:: RECORD LIST ::

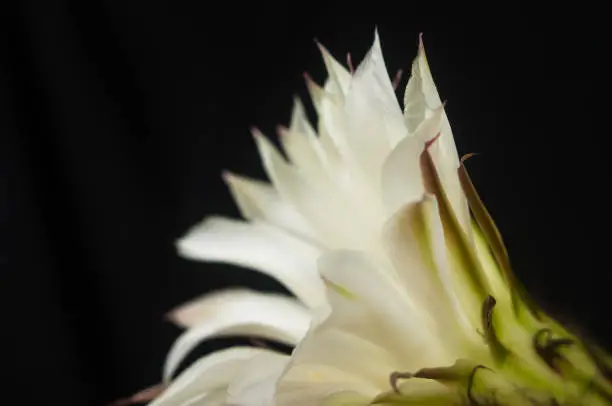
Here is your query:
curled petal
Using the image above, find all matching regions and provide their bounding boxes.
[164,290,310,381]
[177,217,325,306]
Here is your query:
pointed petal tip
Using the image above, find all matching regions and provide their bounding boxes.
[461,152,480,163]
[346,52,355,75]
[276,124,289,137]
[425,132,442,150]
[221,169,234,183]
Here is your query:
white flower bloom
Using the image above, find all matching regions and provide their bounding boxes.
[120,30,612,406]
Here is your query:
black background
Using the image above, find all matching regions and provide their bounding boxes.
[0,0,612,405]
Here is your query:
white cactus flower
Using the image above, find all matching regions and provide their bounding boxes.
[119,30,612,406]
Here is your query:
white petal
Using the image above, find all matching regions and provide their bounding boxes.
[150,347,268,406]
[345,32,407,146]
[274,365,377,406]
[255,133,363,251]
[404,51,427,134]
[381,136,425,214]
[164,290,310,381]
[279,98,329,182]
[319,250,448,370]
[223,172,312,238]
[407,36,472,241]
[383,195,473,348]
[227,352,290,406]
[317,43,351,96]
[177,217,325,306]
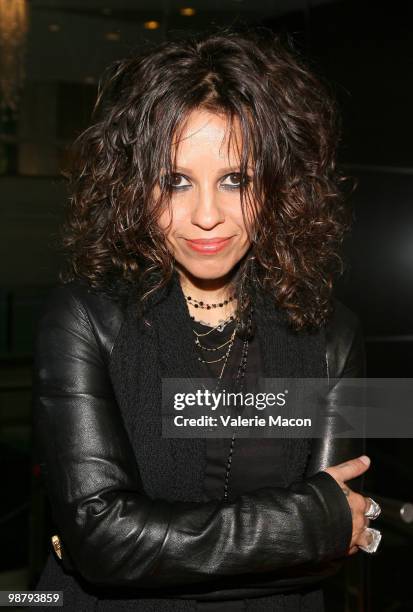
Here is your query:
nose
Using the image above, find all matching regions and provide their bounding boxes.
[191,186,225,230]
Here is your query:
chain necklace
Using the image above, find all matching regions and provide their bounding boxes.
[185,295,235,310]
[193,307,253,502]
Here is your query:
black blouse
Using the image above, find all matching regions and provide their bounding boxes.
[192,314,283,501]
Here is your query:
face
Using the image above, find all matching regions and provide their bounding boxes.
[154,110,253,289]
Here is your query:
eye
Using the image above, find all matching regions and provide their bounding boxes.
[221,172,251,189]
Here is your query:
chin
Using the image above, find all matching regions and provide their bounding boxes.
[178,261,237,280]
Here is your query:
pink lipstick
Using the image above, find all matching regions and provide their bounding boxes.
[187,236,232,254]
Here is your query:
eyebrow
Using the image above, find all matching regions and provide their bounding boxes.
[174,166,254,174]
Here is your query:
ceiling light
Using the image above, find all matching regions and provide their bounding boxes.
[143,21,161,30]
[179,6,196,17]
[105,32,120,42]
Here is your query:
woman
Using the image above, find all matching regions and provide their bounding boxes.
[34,32,377,612]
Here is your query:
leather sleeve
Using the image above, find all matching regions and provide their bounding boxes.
[33,286,352,589]
[306,301,366,492]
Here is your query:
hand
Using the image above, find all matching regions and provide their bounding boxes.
[323,455,371,555]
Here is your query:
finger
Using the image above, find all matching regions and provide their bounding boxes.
[325,455,370,482]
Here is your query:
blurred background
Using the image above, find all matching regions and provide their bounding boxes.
[0,0,413,612]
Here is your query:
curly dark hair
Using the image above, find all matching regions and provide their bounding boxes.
[60,28,351,330]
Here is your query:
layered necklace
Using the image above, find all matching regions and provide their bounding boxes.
[185,286,253,501]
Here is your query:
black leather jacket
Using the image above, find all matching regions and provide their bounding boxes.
[33,282,364,599]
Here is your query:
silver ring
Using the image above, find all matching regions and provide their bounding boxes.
[359,527,381,553]
[364,497,381,521]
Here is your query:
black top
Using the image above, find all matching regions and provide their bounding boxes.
[192,314,283,501]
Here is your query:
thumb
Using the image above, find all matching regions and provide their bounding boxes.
[326,455,370,482]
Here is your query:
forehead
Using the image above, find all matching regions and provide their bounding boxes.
[172,109,242,163]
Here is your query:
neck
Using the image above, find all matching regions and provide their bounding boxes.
[178,269,235,304]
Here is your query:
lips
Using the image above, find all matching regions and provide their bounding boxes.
[188,236,231,244]
[186,236,232,254]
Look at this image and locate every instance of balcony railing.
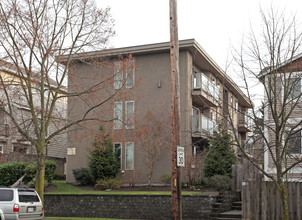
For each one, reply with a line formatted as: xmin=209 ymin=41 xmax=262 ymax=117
xmin=193 ymin=73 xmax=220 ymax=101
xmin=238 ymin=113 xmax=252 ymax=132
xmin=0 ymin=124 xmax=9 ymax=137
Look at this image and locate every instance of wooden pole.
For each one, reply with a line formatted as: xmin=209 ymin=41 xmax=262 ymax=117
xmin=170 ymin=0 xmax=182 ymax=220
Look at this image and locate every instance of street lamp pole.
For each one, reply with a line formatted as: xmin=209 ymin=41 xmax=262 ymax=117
xmin=170 ymin=0 xmax=182 ymax=220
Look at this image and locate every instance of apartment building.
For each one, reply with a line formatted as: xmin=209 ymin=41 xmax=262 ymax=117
xmin=61 ymin=39 xmax=251 ymax=183
xmin=259 ymin=54 xmax=302 ymax=181
xmin=0 ymin=60 xmax=67 ymax=175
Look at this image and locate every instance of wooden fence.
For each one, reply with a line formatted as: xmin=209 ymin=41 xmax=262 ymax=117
xmin=242 ymin=180 xmax=302 ymax=220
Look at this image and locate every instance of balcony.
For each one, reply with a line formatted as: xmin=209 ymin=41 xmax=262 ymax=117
xmin=192 ymin=73 xmax=220 ymax=107
xmin=238 ymin=113 xmax=251 ymax=132
xmin=192 ymin=109 xmax=217 ymax=137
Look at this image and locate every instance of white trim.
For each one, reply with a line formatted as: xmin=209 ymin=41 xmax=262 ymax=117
xmin=125 ymin=100 xmax=135 ymax=129
xmin=113 ymin=60 xmax=124 ymax=89
xmin=113 ymin=142 xmax=123 ymax=170
xmin=126 ymin=60 xmax=135 ymax=89
xmin=113 ymin=102 xmax=123 ymax=129
xmin=125 ymin=142 xmax=134 ymax=170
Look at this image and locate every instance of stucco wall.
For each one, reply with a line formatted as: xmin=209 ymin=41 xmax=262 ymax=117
xmin=44 ymin=194 xmax=217 ymax=219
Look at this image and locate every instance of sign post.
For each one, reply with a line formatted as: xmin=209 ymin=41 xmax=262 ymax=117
xmin=177 ymin=146 xmax=185 ymax=167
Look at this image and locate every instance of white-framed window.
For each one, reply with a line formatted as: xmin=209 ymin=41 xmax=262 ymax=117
xmin=114 ymin=102 xmax=123 ymax=129
xmin=114 ymin=61 xmax=123 ymax=89
xmin=13 ymin=145 xmax=28 ymax=155
xmin=288 ymin=76 xmax=302 ymax=100
xmin=125 ymin=142 xmax=134 ymax=170
xmin=192 ymin=70 xmax=201 ymax=89
xmin=192 ymin=107 xmax=200 ymax=132
xmin=114 ymin=142 xmax=122 ymax=169
xmin=114 ymin=60 xmax=135 ymax=89
xmin=288 ymin=131 xmax=302 ymax=154
xmin=126 ymin=60 xmax=135 ymax=88
xmin=125 ymin=101 xmax=134 ymax=129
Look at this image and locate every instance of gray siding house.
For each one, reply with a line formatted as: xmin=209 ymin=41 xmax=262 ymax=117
xmin=61 ymin=39 xmax=251 ymax=184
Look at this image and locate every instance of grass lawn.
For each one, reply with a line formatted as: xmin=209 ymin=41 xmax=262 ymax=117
xmin=44 ymin=217 xmax=131 ymax=220
xmin=47 ymin=180 xmax=217 ymax=195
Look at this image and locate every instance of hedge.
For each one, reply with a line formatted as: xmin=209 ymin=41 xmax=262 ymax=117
xmin=0 ymin=162 xmax=29 ymax=186
xmin=0 ymin=160 xmax=56 ymax=186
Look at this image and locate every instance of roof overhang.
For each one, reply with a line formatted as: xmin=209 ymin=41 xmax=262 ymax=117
xmin=57 ymin=39 xmax=253 ymax=108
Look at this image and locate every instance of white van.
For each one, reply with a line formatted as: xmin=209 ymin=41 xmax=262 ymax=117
xmin=0 ymin=187 xmax=43 ymax=220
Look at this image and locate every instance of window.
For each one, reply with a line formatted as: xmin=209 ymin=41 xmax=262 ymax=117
xmin=288 ymin=131 xmax=302 ymax=154
xmin=288 ymin=78 xmax=302 ymax=100
xmin=126 ymin=61 xmax=134 ymax=88
xmin=0 ymin=189 xmax=14 ymax=202
xmin=193 ymin=70 xmax=201 ymax=89
xmin=114 ymin=60 xmax=135 ymax=89
xmin=231 ymin=96 xmax=234 ymax=109
xmin=19 ymin=191 xmax=40 ymax=202
xmin=192 ymin=108 xmax=200 ymax=132
xmin=13 ymin=145 xmax=27 ymax=155
xmin=114 ymin=61 xmax=123 ymax=89
xmin=125 ymin=101 xmax=134 ymax=129
xmin=114 ymin=102 xmax=123 ymax=129
xmin=114 ymin=143 xmax=122 ymax=166
xmin=125 ymin=142 xmax=134 ymax=170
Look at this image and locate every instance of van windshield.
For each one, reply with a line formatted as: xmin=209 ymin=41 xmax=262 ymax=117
xmin=0 ymin=189 xmax=14 ymax=201
xmin=19 ymin=191 xmax=40 ymax=202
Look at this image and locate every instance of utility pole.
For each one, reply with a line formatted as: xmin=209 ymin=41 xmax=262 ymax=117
xmin=170 ymin=0 xmax=182 ymax=220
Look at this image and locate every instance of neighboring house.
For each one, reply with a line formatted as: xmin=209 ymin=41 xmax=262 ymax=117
xmin=0 ymin=60 xmax=67 ymax=175
xmin=61 ymin=39 xmax=251 ymax=183
xmin=259 ymin=54 xmax=302 ymax=181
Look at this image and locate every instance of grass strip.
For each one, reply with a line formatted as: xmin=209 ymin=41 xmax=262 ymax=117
xmin=44 ymin=217 xmax=130 ymax=220
xmin=47 ymin=180 xmax=213 ymax=195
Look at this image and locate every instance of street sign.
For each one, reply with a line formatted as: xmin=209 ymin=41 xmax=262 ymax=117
xmin=177 ymin=146 xmax=185 ymax=167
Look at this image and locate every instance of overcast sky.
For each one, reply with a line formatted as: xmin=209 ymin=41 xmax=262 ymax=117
xmin=96 ymin=0 xmax=302 ymax=69
xmin=96 ymin=0 xmax=302 ymax=106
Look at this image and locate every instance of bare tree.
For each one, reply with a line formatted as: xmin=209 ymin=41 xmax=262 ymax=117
xmin=229 ymin=8 xmax=302 ymax=219
xmin=0 ymin=0 xmax=114 ymax=203
xmin=133 ymin=112 xmax=170 ymax=187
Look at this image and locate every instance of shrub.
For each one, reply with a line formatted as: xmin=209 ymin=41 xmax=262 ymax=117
xmin=95 ymin=179 xmax=122 ymax=190
xmin=204 ymin=130 xmax=236 ymax=177
xmin=23 ymin=160 xmax=57 ymax=184
xmin=0 ymin=162 xmax=29 ymax=186
xmin=72 ymin=168 xmax=94 ymax=186
xmin=26 ymin=178 xmax=49 ymax=188
xmin=159 ymin=173 xmax=171 ymax=185
xmin=204 ymin=175 xmax=231 ymax=191
xmin=124 ymin=170 xmax=142 ymax=187
xmin=89 ymin=128 xmax=120 ymax=182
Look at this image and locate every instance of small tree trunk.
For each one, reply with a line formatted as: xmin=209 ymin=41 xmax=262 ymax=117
xmin=36 ymin=156 xmax=45 ymax=205
xmin=279 ymin=181 xmax=289 ymax=220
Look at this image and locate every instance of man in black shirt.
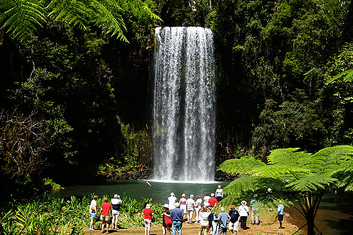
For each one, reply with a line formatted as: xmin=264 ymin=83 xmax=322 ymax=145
xmin=228 ymin=205 xmax=240 ymax=235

:::

> _WORK TO BE COMPLETED_: Return the records above as a JSON list of strings, from the line with "Look at this image and locate every instance of wooden fence." to the line with "xmin=0 ymin=160 xmax=56 ymax=186", one string per line and no blank lines.

> _TASK SOLUTION_:
[
  "Look at this image and locate every instance of wooden fence.",
  "For each one, reply with a line formatted as: xmin=209 ymin=41 xmax=262 ymax=117",
  "xmin=242 ymin=180 xmax=302 ymax=220",
  "Look at this image and locate every instance of balcony.",
  "For each one, reply with a line formatted as: xmin=209 ymin=41 xmax=262 ymax=117",
  "xmin=192 ymin=73 xmax=220 ymax=107",
  "xmin=238 ymin=113 xmax=251 ymax=132",
  "xmin=192 ymin=109 xmax=217 ymax=137",
  "Look at this image and locate every instance of white trim.",
  "For each one, reply with a line formatted as: xmin=209 ymin=41 xmax=262 ymax=117",
  "xmin=125 ymin=100 xmax=135 ymax=129",
  "xmin=113 ymin=60 xmax=124 ymax=89",
  "xmin=113 ymin=142 xmax=123 ymax=170",
  "xmin=126 ymin=60 xmax=135 ymax=89",
  "xmin=113 ymin=102 xmax=123 ymax=129",
  "xmin=125 ymin=142 xmax=134 ymax=170",
  "Look at this image and locate every instance of stucco wall.",
  "For each one, reply with a line formatted as: xmin=209 ymin=41 xmax=262 ymax=117",
  "xmin=44 ymin=194 xmax=217 ymax=219",
  "Look at this image and locate every instance of sign post.",
  "For each one, reply with a line formatted as: xmin=209 ymin=41 xmax=262 ymax=117",
  "xmin=177 ymin=146 xmax=185 ymax=167",
  "Look at this image and locate every instance of white-framed window.",
  "For each one, reply with a line formatted as: xmin=209 ymin=41 xmax=262 ymax=117",
  "xmin=114 ymin=102 xmax=123 ymax=129",
  "xmin=114 ymin=61 xmax=123 ymax=89",
  "xmin=13 ymin=145 xmax=28 ymax=155",
  "xmin=288 ymin=76 xmax=302 ymax=100",
  "xmin=125 ymin=142 xmax=134 ymax=170",
  "xmin=192 ymin=70 xmax=201 ymax=89",
  "xmin=192 ymin=107 xmax=200 ymax=132",
  "xmin=114 ymin=142 xmax=122 ymax=169",
  "xmin=114 ymin=60 xmax=135 ymax=89",
  "xmin=288 ymin=131 xmax=302 ymax=154",
  "xmin=126 ymin=60 xmax=135 ymax=88",
  "xmin=125 ymin=101 xmax=134 ymax=129",
  "Look at this image and locate every instance of gray siding house.",
  "For each one, reply with a line formatted as: xmin=209 ymin=41 xmax=262 ymax=117",
  "xmin=61 ymin=39 xmax=251 ymax=184",
  "Look at this image and locate every instance of grass lawn.",
  "For each one, reply with a line formatted as: xmin=209 ymin=41 xmax=262 ymax=117",
  "xmin=44 ymin=217 xmax=131 ymax=220",
  "xmin=47 ymin=180 xmax=217 ymax=195",
  "Look at this image and locate every instance of hedge.",
  "For each one, reply with a line formatted as: xmin=209 ymin=41 xmax=262 ymax=117",
  "xmin=0 ymin=162 xmax=29 ymax=186",
  "xmin=0 ymin=160 xmax=56 ymax=186"
]